_OPDRACHT 1:_ Op welke datum wordt volgens de tekst over het voorjaar het Keltische jaarfeest Ostara gevierd?
_OPDRACHT 2:_ Schrijf uit de tekst over het voorjaar letterlijk over van "Om deze insecten" tot en met "ruiken of tasten.".
----- TEKSTGEDEELTE -----
Om deze insecten naar je eigen tuin te lokken, is het goed om in de herfst samen met de kinderen bloembollen te poten, losjes in het gras of tussen de vaste planten, een belofte waar kinderen graag aan mee werken. Met deze bloembollen in je tuin is er zelfs al wat te eten in het vroege voorjaar. En ook de wilde planten geven volop vitamines en mineralen om gezond het voorjaar in te gaan. Dat maakt dat het zintuiglijk genieten nog groter wordt dan alleen kijken, ruiken of tasten. 

Eten uit je tuin geeft een grote vreugde, zowel voor kinderen als volwassenen, niets is leuker dan je eigen maaltje bij elkaar te plukken voor in een soep, omelet, kruidenboter, pesto of salade. Als er ruimte is in de tuin voor wilde planten kan er vanaf het begin van de lente geplukt worden van de blaadjes van het speenkruid, dovenetel, brandnetel, zevenblad, paardenbloem en daslook. Ter versiering van een salade of je boterham kun je de eetbare bloemen van dovenetel, forsythia en daslook gebruiken. 

Zo scharrel je samen met de kinderen door het vroege voorjaar naar het volgende jaarfeest, op de dag dat het licht van de dag en de nacht even lang is, de lente-equinox, wordt op 21 maart het Keltische jaarfeest Ostara gevierd. Het licht overwint het donker, hierna merk je dat de avonden steeds langer worden. De energie van de natuur is uitbundig, een enorme groeikracht laat zaden ontkiemen, dieren worden wakker en knoppen openen zich. 

Ostara is gewijd aan de godin Eostre, de godin van de lente, de wederopstanding en vernieuwing, levenskracht en vruchtbaarheid. In haar naam hoor je nog het oosten door, de plek waar de zon elke dag geboren wordt, het is de geboortetijd van nieuw leven. In Ostara klinkt nog de benaming voor het Paasfeest door, in Duitsland is dat Ostern en Engeland Easter. Bij dit lentefeest horen de haas en het ei. De haas is verwant aan de godin en staat symbool voor overvloed en vruchtbaarheid, de eieren die ze brengt laten de onzichtbare levenskracht zien die nog in de dop verscholen ligt, zoals de knoppen en zaden nog in afwachting zijn van de zonnewarmte.
----- OVERZICHT -----
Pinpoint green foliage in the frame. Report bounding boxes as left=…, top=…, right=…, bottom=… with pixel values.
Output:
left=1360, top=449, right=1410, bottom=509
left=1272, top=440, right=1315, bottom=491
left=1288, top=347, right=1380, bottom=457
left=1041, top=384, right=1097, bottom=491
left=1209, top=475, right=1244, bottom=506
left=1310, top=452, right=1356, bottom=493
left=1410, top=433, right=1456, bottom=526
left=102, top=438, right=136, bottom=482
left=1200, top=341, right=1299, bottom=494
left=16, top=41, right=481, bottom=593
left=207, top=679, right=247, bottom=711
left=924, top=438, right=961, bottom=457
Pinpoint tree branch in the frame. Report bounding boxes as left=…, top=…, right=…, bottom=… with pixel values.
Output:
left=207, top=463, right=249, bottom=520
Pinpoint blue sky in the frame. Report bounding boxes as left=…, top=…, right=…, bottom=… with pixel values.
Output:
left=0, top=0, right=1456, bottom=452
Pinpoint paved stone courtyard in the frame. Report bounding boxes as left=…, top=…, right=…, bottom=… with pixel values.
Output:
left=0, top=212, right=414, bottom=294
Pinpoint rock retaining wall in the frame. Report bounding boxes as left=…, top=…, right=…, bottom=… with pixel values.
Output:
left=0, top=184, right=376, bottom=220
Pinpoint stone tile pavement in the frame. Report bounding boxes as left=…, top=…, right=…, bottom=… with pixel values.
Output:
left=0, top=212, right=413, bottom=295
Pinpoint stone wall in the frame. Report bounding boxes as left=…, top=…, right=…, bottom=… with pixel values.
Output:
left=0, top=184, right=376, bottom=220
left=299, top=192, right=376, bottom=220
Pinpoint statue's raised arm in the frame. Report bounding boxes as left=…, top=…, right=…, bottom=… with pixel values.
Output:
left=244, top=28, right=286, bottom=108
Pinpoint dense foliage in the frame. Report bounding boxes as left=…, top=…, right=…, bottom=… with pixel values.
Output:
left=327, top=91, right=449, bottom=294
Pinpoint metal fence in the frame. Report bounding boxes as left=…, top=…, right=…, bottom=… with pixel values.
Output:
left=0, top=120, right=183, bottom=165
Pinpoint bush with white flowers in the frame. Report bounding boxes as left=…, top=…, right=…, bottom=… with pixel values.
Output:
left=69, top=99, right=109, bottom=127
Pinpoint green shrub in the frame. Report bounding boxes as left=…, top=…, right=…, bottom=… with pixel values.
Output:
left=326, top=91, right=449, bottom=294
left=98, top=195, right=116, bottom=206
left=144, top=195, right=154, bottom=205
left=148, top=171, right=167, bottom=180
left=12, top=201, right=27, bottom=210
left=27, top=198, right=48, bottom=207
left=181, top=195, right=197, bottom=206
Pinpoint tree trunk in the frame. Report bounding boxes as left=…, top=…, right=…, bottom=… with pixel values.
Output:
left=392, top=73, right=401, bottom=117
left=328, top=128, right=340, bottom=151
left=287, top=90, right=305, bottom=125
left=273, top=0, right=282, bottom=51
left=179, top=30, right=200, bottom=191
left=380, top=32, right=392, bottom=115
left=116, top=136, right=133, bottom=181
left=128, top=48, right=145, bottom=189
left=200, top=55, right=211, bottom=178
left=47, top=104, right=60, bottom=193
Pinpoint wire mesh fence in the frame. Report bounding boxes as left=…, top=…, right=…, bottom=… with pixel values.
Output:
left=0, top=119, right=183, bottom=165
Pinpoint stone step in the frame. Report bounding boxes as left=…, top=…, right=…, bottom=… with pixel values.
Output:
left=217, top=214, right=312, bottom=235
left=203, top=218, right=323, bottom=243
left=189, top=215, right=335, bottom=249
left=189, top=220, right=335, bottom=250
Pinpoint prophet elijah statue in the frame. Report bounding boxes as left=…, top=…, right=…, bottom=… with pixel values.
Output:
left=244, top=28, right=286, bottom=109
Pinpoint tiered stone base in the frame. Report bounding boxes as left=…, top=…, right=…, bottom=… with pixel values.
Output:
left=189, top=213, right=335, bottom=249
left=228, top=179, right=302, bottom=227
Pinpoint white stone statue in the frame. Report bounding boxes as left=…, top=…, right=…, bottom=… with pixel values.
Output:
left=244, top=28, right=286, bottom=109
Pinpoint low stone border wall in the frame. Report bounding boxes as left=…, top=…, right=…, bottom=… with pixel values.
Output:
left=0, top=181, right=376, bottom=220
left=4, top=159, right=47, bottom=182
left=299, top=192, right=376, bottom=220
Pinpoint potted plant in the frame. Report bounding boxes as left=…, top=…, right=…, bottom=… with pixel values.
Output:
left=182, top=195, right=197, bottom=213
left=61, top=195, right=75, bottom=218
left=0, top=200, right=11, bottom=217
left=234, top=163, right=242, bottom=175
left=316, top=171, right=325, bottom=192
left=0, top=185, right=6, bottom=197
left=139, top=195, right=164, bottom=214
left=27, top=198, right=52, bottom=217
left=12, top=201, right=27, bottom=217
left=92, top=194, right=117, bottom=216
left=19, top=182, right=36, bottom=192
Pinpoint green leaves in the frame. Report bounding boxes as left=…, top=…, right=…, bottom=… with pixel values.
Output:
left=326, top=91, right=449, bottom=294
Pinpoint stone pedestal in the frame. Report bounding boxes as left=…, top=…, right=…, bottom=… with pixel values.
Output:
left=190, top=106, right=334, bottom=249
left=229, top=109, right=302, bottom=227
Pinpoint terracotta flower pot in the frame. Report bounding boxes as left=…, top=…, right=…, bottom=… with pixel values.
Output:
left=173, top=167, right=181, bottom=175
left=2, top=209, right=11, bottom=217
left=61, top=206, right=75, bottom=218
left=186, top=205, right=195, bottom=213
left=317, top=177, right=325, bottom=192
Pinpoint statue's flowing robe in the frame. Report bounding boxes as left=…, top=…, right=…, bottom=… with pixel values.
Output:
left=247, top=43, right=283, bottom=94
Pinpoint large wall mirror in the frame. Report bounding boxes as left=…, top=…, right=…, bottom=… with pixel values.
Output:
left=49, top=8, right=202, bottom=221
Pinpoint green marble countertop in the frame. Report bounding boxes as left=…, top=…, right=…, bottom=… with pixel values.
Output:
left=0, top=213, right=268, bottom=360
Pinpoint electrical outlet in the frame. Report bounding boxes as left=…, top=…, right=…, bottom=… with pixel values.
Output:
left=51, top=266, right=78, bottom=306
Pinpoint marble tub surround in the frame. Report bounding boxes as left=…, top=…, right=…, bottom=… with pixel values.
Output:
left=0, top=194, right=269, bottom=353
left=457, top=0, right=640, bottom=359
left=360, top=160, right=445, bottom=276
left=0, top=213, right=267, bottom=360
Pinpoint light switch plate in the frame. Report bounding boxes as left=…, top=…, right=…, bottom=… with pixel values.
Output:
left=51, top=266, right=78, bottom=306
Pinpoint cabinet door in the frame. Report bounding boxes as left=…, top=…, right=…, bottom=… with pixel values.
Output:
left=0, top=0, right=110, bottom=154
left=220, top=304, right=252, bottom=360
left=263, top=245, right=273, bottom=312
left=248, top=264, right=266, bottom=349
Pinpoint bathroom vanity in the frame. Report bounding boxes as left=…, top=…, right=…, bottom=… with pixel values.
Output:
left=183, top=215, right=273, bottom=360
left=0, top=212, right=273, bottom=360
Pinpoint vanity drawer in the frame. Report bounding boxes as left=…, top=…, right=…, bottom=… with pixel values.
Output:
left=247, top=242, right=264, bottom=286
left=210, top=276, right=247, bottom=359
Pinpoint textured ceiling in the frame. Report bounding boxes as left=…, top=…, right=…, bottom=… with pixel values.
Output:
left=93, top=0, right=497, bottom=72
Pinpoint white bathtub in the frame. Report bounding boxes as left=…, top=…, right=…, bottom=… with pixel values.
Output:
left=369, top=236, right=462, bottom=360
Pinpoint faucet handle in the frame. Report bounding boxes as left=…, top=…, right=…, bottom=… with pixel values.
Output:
-----
_ANTWOORD 1:_ Op 21 maart.

_ANTWOORD 2:_
Om deze insecten naar je eigen tuin te lokken, is het goed om in de herfst samen met de kinderen bloembollen te poten, losjes in het gras of tussen de vaste planten, een belofte waar kinderen graag aan mee werken. Met deze bloembollen in je tuin is er zelfs al wat te eten in het vroege voorjaar. En ook de wilde planten geven volop vitamines en mineralen om gezond het voorjaar in te gaan. Dat maakt dat het zintuiglijk genieten nog groter wordt dan alleen kijken, ruiken of tasten.